Every Saga has Three Parts
Article written by Luca Palazzotto and Michael Steffens
We all know how it is to start a new job and we are all used to mobility as part of our life. Nevertheless, being uprooted remains a major challenge to our families. The support given to colleagues in this situation is an investment in their well-being, safety and effectiveness at work. What are the flaws of the support in Delegations and how can we improve?
We would like to look at this challenge in three volumes.
In this first volume, we will discuss how colleagues can best settle into a new environment and make the necessary arrangements for themselves and their family. We will also discuss how administrative or professional support in this process is of utmost importance and an investment worth making. At the bottom of this email, we make a number of concrete proposals that would help colleagues to settle into the new environment after their mobility.
Relocation consultants: one possible solution to many problems
When you land in a new country, you are projected in a completely new context with little or no support at all.
1. Finding the right accommodation can be difficult at times, due to arbitrary rules attached to security, to the low budgets provided in some locations, or a combination of both.
2. Identifying the right school for your kids may also be a concern for you and your family during mobility. Colleagues usually rely on each other reaching out to mothers and fathers already serving in the Delegation and enquiring about schools or nurseries. In addition, as schools demand early registration, colleagues are obliged to sign up their children remotely before even having seen the premises of school.
3. Information about internet/LTE providers, nannies and other type of questions is lacking.
We think in the majority of countries this situation could be improved through the involvement of professional relocation consultants that would ensure that basic issues such as temporary accommodation, housing, schooling, temporary transportation, car purchase and registrations, and all the basic information and advice that you need when you move to a new country would be addressed professionally.
For example, the relocation consultant can provide insights on the local housing market and how to approach the search. He or she could solicit offers from different real estate agents and be compensated for this service. In some places, a good relocation consultant could avoid unnecessary increase of accommodation allowances, or provide the necessary insight to enable the administration to identify the appropriate level of the housing allowance. The reduction of time spend in temporary housing could compensate for such services and would allow colleagues to settle in quicker.
USHU requests the administration to consider engaging relocation consultants to ensure colleagues find proper housing as well as schools for their kids, and to support in all those necessary activities that a move into a new country requires.
Align benefits, help integration and build a welcoming environment
The processing and alignment of privileges for colleagues is of utmost importance too. This includes processing the removal, reimbursing taking up duty flights and everything surrounding the official registration/visa in the new place of work. We know about cases where colleagues/families were hit hard because simply their vehicle or their shipment was not cleared in a timely manner. We understand that administration sections are not always in the driving seat when it comes to a timely processing, but they should understand their responsibility.

[Rows of an object pointing dataset]
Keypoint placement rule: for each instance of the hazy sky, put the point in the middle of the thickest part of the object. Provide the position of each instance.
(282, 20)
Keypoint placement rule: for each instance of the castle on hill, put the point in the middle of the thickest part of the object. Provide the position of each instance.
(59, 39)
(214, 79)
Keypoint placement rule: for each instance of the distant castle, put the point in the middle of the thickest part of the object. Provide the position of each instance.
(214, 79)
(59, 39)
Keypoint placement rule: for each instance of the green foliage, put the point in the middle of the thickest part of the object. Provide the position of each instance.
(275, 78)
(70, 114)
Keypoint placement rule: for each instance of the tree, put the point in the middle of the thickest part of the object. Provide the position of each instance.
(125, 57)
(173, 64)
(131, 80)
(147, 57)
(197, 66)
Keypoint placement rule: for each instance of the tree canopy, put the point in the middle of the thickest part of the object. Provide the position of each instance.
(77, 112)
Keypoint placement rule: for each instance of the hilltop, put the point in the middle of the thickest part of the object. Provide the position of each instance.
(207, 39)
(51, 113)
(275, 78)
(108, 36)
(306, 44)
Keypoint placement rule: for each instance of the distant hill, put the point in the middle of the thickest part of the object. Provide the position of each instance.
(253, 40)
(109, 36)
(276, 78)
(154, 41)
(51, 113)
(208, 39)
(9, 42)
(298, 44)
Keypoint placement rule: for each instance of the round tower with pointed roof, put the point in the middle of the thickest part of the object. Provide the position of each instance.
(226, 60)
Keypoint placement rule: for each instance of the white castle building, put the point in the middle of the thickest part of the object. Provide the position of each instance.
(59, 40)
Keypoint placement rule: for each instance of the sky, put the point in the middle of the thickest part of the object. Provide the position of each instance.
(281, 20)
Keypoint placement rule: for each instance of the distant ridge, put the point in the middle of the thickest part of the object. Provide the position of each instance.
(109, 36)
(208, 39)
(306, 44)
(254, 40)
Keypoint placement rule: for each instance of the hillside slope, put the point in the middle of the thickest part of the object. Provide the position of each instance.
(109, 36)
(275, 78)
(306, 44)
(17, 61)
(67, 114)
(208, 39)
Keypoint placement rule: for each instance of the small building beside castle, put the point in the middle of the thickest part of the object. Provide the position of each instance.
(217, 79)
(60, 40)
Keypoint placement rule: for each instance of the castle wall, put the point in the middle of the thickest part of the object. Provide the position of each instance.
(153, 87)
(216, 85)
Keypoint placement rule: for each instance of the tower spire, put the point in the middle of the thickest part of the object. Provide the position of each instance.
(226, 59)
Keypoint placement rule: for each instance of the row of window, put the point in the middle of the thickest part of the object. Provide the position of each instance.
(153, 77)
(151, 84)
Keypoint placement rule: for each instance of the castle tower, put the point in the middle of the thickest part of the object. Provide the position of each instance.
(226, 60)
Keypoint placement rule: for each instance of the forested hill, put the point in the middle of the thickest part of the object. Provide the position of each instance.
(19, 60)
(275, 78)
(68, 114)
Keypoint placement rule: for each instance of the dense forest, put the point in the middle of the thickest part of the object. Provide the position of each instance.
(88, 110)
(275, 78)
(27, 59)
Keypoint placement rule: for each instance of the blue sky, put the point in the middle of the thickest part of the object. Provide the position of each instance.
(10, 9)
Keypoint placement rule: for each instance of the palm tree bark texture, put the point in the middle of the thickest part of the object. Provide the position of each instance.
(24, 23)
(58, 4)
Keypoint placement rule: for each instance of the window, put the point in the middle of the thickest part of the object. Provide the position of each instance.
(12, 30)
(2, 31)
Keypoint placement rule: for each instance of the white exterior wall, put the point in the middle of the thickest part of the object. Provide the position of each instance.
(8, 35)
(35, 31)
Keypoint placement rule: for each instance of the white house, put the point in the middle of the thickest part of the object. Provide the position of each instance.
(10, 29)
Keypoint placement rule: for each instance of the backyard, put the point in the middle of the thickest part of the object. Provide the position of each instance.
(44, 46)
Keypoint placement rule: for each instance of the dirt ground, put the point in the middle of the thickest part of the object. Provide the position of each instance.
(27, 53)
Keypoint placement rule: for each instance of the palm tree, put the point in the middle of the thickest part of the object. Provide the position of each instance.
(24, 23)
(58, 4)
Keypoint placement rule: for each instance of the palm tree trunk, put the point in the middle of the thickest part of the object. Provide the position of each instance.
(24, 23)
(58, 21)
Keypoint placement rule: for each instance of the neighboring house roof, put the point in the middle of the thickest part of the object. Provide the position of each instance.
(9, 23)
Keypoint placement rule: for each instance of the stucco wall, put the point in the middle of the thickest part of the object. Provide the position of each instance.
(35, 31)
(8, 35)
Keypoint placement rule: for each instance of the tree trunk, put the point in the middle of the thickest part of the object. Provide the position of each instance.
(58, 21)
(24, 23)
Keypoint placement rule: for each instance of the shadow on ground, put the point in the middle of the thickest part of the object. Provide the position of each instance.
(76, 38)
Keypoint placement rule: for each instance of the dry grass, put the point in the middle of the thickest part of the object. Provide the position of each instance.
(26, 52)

EXERCISE TASK:
Please list every matter that the article on relocation support says professional relocation consultants would ensure is addressed professionally.

THE SOLUTION:
- Temporary accommodation
- Housing
- Schooling
- Temporary transportation
- Car purchase and registrations
- All the basic information and advice needed when moving to a new country